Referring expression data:

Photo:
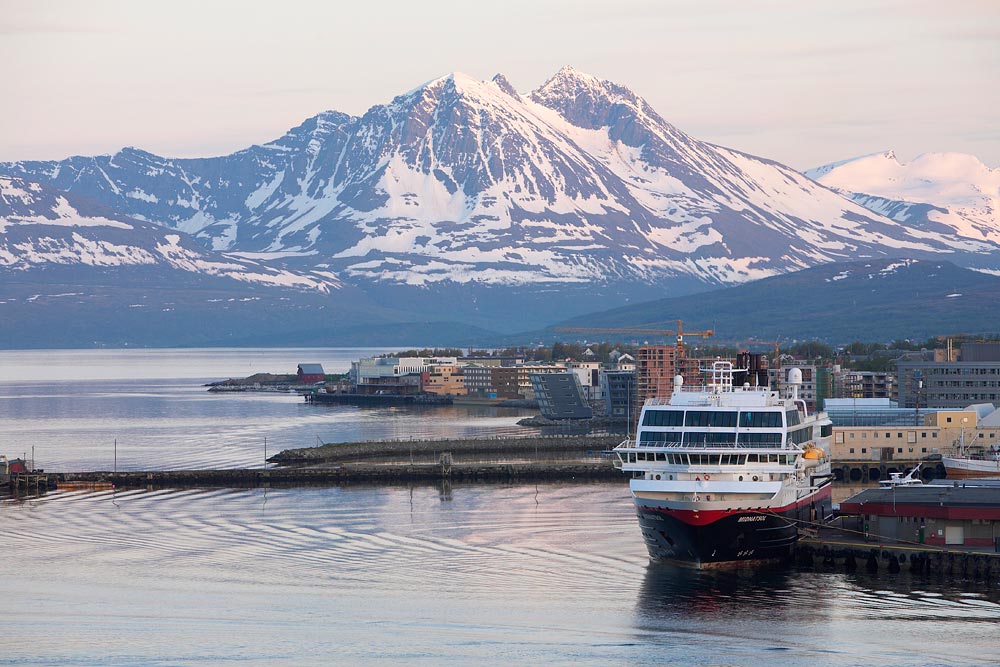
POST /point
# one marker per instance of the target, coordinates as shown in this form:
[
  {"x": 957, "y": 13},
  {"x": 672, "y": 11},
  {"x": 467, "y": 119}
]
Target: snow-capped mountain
[
  {"x": 467, "y": 182},
  {"x": 41, "y": 227},
  {"x": 952, "y": 193}
]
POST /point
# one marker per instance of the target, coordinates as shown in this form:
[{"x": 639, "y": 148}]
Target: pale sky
[{"x": 797, "y": 81}]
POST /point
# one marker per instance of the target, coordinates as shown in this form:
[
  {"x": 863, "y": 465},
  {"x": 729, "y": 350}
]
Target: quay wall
[{"x": 920, "y": 559}]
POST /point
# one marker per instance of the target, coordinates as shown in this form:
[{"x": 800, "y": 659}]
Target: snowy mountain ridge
[
  {"x": 950, "y": 192},
  {"x": 466, "y": 182},
  {"x": 40, "y": 227}
]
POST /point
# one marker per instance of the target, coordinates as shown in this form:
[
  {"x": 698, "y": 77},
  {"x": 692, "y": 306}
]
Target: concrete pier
[{"x": 833, "y": 548}]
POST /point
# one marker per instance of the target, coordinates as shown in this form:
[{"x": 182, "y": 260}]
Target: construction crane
[
  {"x": 776, "y": 344},
  {"x": 949, "y": 339},
  {"x": 679, "y": 333}
]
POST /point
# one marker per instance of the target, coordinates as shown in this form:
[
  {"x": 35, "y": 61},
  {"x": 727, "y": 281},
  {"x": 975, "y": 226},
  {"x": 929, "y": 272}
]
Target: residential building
[
  {"x": 479, "y": 380},
  {"x": 445, "y": 379},
  {"x": 560, "y": 396},
  {"x": 309, "y": 374},
  {"x": 618, "y": 388},
  {"x": 656, "y": 367},
  {"x": 952, "y": 384},
  {"x": 864, "y": 384}
]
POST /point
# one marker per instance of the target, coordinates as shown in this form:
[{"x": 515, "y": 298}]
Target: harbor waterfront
[{"x": 423, "y": 574}]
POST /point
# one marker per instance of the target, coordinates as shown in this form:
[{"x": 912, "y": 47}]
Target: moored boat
[{"x": 725, "y": 474}]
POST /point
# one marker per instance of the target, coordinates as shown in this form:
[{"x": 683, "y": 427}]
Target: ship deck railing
[{"x": 714, "y": 447}]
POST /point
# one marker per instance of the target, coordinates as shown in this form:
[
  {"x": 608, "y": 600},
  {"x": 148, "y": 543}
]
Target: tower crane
[{"x": 679, "y": 333}]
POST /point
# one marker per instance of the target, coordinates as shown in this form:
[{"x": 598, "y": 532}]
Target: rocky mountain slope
[
  {"x": 74, "y": 273},
  {"x": 463, "y": 181},
  {"x": 950, "y": 193}
]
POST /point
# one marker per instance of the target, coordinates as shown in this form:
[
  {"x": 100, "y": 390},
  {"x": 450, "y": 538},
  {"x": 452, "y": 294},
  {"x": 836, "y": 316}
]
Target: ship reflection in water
[{"x": 818, "y": 617}]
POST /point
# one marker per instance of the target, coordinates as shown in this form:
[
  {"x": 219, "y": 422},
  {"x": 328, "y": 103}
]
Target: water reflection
[{"x": 669, "y": 592}]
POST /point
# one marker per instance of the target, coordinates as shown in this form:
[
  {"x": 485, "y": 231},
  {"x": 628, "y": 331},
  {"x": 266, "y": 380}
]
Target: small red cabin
[{"x": 310, "y": 374}]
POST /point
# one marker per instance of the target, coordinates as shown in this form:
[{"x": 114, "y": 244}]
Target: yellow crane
[{"x": 679, "y": 333}]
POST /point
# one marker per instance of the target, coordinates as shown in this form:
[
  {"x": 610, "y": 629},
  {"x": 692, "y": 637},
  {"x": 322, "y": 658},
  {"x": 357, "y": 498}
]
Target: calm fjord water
[{"x": 492, "y": 575}]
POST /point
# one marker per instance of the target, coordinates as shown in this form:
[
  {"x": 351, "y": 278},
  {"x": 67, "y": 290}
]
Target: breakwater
[
  {"x": 462, "y": 450},
  {"x": 356, "y": 473}
]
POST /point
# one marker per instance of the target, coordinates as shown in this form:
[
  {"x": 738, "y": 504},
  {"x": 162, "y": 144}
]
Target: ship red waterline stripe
[
  {"x": 930, "y": 511},
  {"x": 705, "y": 517}
]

Required action: Return every line of the records exactly as given, pictures excluded.

Result:
Photo:
POST /point
# one marker per instance of the target, coordinates as shown in this form:
[
  {"x": 957, "y": 13},
  {"x": 672, "y": 11},
  {"x": 467, "y": 119}
]
Target: snow-capped mountain
[
  {"x": 467, "y": 182},
  {"x": 41, "y": 227},
  {"x": 952, "y": 193}
]
POST /point
# one marker per instance of the target, coordinates as shown in this form:
[{"x": 639, "y": 148}]
Target: pale sky
[{"x": 797, "y": 81}]
POST /point
# one marker per instance of the target, coordinates as shown in this form:
[
  {"x": 863, "y": 465},
  {"x": 729, "y": 350}
]
Target: quay wall
[{"x": 920, "y": 559}]
POST /point
# one marker per instance of the target, coordinates as shown in this form:
[{"x": 800, "y": 659}]
Target: snowy mountain ridge
[
  {"x": 950, "y": 192},
  {"x": 466, "y": 182},
  {"x": 40, "y": 227}
]
POST /point
# one marker per instance of the target, coordinates as shown in this form:
[
  {"x": 698, "y": 77},
  {"x": 692, "y": 306}
]
Target: concrete pier
[{"x": 833, "y": 548}]
POST /point
# one marker per instance of the target, coordinates as shown in this form:
[{"x": 182, "y": 260}]
Target: construction crane
[
  {"x": 776, "y": 344},
  {"x": 949, "y": 339},
  {"x": 679, "y": 333}
]
POST /point
# one marker per instance of the target, coordinates as shown in this form:
[
  {"x": 35, "y": 61},
  {"x": 727, "y": 281},
  {"x": 975, "y": 226},
  {"x": 929, "y": 272}
]
Target: residential building
[
  {"x": 479, "y": 380},
  {"x": 445, "y": 379},
  {"x": 560, "y": 396},
  {"x": 309, "y": 374},
  {"x": 618, "y": 388},
  {"x": 656, "y": 367},
  {"x": 952, "y": 384},
  {"x": 864, "y": 384}
]
POST /point
# one marker per instance of the target, coordinates as shown in this form:
[{"x": 515, "y": 298}]
Target: harbor waterfront
[{"x": 423, "y": 574}]
POST /point
# one marker per instance of the target, coordinates as shown in this form:
[{"x": 912, "y": 47}]
Target: moored boat
[{"x": 725, "y": 474}]
POST /point
# one marker per instance of the target, coordinates as shown in this form:
[{"x": 683, "y": 427}]
Target: ship deck railing
[{"x": 714, "y": 447}]
POST /point
# one marker per instance of the target, coordinates as shown in this form:
[
  {"x": 608, "y": 600},
  {"x": 148, "y": 543}
]
Target: tower crane
[{"x": 679, "y": 333}]
POST /point
# one marker per instance of the target, coordinates as shown in this form:
[{"x": 598, "y": 532}]
Target: rocky mountain slope
[
  {"x": 74, "y": 273},
  {"x": 463, "y": 181},
  {"x": 950, "y": 193}
]
POST /point
# one marker per instance of the target, coordinates as shown in this form:
[
  {"x": 100, "y": 390},
  {"x": 450, "y": 538},
  {"x": 452, "y": 294},
  {"x": 836, "y": 316}
]
Target: ship reflection in water
[{"x": 818, "y": 617}]
POST /point
# one marker per instance of the target, coordinates as shown in this form:
[
  {"x": 219, "y": 422},
  {"x": 328, "y": 103}
]
Target: water reflection
[{"x": 669, "y": 592}]
POST /point
# one marker per instance of the target, coordinates as shown in this form:
[
  {"x": 485, "y": 231},
  {"x": 628, "y": 331},
  {"x": 266, "y": 380}
]
Target: small red cabin
[{"x": 310, "y": 374}]
POST /point
# one marker per instance of the target, coordinates as shown in this form:
[{"x": 114, "y": 244}]
Target: yellow crane
[{"x": 679, "y": 333}]
POST /point
# one marker per instance of the target, coordinates as shown in this form:
[
  {"x": 610, "y": 629},
  {"x": 692, "y": 637},
  {"x": 322, "y": 658},
  {"x": 357, "y": 498}
]
Target: calm fjord water
[{"x": 492, "y": 575}]
POST /point
# one marker per instance of the target, coordinates as shown in this form:
[
  {"x": 351, "y": 278},
  {"x": 67, "y": 290}
]
Target: breakwater
[
  {"x": 462, "y": 450},
  {"x": 356, "y": 473}
]
POST /point
# one marker per instance of the target, coordinates as shown in this form:
[
  {"x": 738, "y": 504},
  {"x": 162, "y": 144}
]
Target: ship red waterline stripe
[
  {"x": 930, "y": 511},
  {"x": 705, "y": 517}
]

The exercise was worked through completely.